┌─ Material to process
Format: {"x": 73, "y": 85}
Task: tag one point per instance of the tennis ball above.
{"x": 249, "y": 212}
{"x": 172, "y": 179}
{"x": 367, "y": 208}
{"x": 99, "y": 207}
└─
:: Aim of the task ::
Print every record above exactly as written.

:: Result for this task ::
Format: {"x": 73, "y": 85}
Task: tag one point per instance of the tennis ball above.
{"x": 249, "y": 212}
{"x": 172, "y": 179}
{"x": 367, "y": 208}
{"x": 99, "y": 207}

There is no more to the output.